EXERCISE PROMPT: Gather every row below that contains the word "hair". Case matters, so only rows with that exact capitalization count.

DATA:
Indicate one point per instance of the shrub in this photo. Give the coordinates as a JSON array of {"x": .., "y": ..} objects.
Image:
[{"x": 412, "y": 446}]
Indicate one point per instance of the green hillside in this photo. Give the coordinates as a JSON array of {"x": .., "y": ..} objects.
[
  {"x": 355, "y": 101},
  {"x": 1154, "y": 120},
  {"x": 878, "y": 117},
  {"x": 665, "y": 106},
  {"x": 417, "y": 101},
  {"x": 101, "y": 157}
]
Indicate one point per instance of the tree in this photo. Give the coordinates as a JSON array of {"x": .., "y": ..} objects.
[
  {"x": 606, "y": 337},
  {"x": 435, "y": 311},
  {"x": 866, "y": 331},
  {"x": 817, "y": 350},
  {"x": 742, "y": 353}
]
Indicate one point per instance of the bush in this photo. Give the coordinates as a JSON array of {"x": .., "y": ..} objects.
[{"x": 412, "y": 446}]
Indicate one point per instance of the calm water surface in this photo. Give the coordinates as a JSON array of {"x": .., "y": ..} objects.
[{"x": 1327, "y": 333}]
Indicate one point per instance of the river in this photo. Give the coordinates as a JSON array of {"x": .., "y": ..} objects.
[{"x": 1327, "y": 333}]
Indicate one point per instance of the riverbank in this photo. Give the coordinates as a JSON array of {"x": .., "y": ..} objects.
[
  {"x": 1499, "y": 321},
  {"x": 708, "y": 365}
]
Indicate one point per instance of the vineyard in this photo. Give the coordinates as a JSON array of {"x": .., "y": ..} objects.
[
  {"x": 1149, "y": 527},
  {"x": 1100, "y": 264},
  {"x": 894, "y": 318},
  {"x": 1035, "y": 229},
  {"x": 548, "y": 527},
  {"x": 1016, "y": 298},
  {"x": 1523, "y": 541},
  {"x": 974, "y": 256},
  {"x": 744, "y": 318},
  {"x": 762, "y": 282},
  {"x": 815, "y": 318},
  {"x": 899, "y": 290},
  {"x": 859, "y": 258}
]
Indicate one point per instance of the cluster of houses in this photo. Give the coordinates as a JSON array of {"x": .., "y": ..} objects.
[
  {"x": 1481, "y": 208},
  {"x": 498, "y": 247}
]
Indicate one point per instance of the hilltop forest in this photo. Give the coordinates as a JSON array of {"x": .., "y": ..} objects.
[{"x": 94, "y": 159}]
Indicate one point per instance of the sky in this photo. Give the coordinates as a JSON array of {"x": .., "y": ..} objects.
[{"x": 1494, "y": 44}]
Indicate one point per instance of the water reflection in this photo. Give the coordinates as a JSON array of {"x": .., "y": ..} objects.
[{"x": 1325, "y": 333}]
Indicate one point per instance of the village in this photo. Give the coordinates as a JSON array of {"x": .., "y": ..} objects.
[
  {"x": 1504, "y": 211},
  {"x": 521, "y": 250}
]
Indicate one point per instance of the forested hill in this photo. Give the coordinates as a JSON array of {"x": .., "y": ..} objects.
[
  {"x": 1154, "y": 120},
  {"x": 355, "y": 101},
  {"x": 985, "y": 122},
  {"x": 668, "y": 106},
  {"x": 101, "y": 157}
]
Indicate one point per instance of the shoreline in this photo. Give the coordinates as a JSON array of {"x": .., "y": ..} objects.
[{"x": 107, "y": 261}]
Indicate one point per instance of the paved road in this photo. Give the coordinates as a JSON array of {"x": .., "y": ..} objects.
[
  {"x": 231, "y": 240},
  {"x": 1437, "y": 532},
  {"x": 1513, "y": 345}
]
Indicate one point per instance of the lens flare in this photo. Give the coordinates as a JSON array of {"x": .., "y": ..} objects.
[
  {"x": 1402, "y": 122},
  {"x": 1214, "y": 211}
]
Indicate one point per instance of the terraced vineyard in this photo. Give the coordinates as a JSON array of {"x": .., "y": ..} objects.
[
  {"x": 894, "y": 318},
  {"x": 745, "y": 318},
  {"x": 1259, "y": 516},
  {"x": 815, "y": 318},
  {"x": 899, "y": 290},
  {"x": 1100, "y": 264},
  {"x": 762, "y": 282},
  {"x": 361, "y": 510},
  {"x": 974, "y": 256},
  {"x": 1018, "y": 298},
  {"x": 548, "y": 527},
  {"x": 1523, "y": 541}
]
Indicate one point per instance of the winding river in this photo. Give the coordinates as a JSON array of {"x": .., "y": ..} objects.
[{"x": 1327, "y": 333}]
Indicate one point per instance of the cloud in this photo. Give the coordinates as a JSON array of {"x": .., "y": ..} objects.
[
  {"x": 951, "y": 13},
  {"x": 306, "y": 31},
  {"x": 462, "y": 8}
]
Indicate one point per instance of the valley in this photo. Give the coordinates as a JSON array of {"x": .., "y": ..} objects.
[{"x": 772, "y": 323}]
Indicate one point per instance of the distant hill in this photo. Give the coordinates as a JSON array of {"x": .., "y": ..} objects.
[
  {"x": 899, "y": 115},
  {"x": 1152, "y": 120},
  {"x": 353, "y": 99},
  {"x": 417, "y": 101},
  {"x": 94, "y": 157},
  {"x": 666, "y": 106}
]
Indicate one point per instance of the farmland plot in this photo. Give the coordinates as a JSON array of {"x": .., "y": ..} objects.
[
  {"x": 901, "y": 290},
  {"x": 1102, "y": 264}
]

---

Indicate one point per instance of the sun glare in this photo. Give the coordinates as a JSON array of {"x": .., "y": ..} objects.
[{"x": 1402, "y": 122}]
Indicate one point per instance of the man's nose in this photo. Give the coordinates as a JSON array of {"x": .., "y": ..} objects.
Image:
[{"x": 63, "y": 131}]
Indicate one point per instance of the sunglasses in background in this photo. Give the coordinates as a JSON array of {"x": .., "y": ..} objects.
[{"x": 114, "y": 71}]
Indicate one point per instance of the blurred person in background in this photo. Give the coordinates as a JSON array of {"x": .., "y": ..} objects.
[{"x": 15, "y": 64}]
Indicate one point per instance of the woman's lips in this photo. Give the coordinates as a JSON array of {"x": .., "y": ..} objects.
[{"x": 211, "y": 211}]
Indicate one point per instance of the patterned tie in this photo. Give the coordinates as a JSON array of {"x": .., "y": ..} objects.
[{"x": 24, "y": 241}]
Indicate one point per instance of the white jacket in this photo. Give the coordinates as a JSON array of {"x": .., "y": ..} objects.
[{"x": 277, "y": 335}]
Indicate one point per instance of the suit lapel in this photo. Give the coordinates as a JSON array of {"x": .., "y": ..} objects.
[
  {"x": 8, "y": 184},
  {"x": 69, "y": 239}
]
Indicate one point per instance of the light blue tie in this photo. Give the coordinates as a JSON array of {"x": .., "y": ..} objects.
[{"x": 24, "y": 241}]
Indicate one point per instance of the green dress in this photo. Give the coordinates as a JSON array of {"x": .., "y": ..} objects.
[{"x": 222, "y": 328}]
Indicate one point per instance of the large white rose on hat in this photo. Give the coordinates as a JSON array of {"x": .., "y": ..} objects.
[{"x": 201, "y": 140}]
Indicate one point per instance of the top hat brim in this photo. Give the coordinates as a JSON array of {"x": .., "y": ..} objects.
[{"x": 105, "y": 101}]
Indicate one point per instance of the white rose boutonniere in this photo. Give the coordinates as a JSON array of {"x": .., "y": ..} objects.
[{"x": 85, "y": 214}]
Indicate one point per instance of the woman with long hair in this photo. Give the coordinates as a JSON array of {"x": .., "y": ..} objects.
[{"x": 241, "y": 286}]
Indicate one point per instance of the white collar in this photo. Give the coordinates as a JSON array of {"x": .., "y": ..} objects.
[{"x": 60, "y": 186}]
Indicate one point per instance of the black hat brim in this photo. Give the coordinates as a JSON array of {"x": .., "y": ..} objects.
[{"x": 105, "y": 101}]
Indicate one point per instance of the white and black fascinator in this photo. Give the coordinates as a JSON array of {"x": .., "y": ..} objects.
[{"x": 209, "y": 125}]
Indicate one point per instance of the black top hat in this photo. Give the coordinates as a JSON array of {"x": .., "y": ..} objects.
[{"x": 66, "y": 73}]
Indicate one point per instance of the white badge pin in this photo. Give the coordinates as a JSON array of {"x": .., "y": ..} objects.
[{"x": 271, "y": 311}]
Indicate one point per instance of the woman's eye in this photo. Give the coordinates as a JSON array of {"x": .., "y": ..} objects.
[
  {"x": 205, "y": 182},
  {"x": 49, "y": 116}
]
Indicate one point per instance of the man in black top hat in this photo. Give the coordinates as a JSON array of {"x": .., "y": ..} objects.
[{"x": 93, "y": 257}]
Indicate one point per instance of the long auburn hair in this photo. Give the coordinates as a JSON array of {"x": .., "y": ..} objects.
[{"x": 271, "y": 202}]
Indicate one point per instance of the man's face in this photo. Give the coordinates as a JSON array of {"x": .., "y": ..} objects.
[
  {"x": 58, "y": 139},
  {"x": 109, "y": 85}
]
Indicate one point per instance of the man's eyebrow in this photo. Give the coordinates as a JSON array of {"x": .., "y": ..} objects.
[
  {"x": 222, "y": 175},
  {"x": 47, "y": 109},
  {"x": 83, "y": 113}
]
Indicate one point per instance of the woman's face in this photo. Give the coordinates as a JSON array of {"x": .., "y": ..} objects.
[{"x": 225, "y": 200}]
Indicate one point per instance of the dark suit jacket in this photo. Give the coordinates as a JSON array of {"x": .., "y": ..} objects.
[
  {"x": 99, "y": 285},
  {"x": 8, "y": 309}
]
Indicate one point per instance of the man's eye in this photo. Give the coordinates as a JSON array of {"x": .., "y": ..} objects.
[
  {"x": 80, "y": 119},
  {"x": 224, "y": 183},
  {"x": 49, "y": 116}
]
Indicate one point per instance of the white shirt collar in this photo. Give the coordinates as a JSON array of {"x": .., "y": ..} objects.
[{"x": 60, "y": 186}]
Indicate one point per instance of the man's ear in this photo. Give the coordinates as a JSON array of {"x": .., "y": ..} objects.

RESPONSE BELOW:
Indicate one point per instance of the woman with long hair in this photo. Give the coordinates as a JSON array of {"x": .., "y": ..} objects.
Indicate one point per instance of the long auburn hair in this photo. Give the coordinates as a JSON array of {"x": .., "y": ..} objects.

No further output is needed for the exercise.